Items from a data source:

+++

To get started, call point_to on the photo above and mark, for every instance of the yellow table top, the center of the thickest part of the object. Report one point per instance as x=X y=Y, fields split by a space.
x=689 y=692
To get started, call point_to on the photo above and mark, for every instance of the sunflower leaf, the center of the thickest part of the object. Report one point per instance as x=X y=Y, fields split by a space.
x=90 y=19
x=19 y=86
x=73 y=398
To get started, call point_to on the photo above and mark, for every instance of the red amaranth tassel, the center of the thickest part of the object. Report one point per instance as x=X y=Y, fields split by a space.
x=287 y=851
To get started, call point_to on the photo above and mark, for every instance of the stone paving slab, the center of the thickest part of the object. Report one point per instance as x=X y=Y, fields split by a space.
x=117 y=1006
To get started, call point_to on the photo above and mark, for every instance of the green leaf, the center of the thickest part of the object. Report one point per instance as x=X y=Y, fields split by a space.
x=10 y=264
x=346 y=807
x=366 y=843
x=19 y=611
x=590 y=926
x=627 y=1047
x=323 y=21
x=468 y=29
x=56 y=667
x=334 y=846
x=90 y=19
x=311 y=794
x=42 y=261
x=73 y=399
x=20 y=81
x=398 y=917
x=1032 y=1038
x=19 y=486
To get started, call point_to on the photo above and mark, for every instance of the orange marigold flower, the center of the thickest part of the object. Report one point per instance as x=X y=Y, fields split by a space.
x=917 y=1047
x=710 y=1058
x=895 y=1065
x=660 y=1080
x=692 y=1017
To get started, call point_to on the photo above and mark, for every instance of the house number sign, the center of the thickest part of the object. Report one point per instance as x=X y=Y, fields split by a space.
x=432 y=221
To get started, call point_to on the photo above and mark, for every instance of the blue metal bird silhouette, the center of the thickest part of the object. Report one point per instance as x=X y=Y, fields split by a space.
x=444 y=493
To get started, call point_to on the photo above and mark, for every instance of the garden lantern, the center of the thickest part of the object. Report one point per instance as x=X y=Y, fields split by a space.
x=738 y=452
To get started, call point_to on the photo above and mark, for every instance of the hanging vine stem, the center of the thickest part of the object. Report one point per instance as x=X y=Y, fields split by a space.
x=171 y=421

+++

What you need to do:
Transcribe all of the entries without altering anything.

Answer to the exercise:
To get started, call point_to on the photo above and mark, for every instance of the yellow table top, the center of the thickest part of the object. Report one point per instance as x=X y=Y, fields split by a space.
x=689 y=692
To get started, call point_to on the photo above and mark, for every instance of the sunflower leaf, the center of the thickest part of the object. Report one point per instance as x=X y=Y, fields split by a space.
x=90 y=19
x=19 y=86
x=73 y=398
To get started, call point_to on the photo above and mark, for every instance of the red amaranth tassel, the center of the thickest part of the object. Report one point per instance as x=X y=Y, fields split by a space.
x=287 y=851
To get started, call point_to on the photo above and mark, for every instance of the stone paving slab, the center of the thickest part of the object. Report one point per instance as x=X y=Y, fields split by a space.
x=117 y=1006
To get started, call point_to on the photo above and mark, for every instance of the green leaf, the center of the thickest part of the object. Report one point per instance as x=X y=Y, fields split by a space.
x=10 y=264
x=346 y=807
x=366 y=843
x=19 y=611
x=590 y=926
x=627 y=1047
x=323 y=21
x=468 y=29
x=56 y=667
x=334 y=846
x=90 y=19
x=311 y=794
x=42 y=261
x=73 y=399
x=20 y=81
x=398 y=917
x=1032 y=1038
x=19 y=486
To get started, call point_to on the photo above and mark, for every instance of the orange marigold flower, the center of the thickest part of the object. Report one point per instance as x=X y=Y, fields split by a space.
x=917 y=1047
x=710 y=1058
x=895 y=1065
x=660 y=1080
x=692 y=1017
To get started, call point_to on the photo above and mark, for every instance of the house number sign, the center of the thickest part of the object. Report one point per instance as x=X y=Y, fields split by a space.
x=432 y=221
To get started, call point_to on the photo above and mark, for every instance of the blue metal bird silhouette, the center of the thickest part of the object. Report one point per instance as x=X y=Y, fields split by a space.
x=444 y=493
To get started, call point_to on the photo above and mark, for every instance of the garden lantern, the center of the thickest part of the object. Report one point per instance as x=X y=Y, fields split by a space.
x=738 y=452
To get started, call point_to on the photo above and mark, for every instance of the hanging vine stem, the center of the thickest part of the object. Report one point per instance as x=X y=Y, fields split by a space.
x=171 y=421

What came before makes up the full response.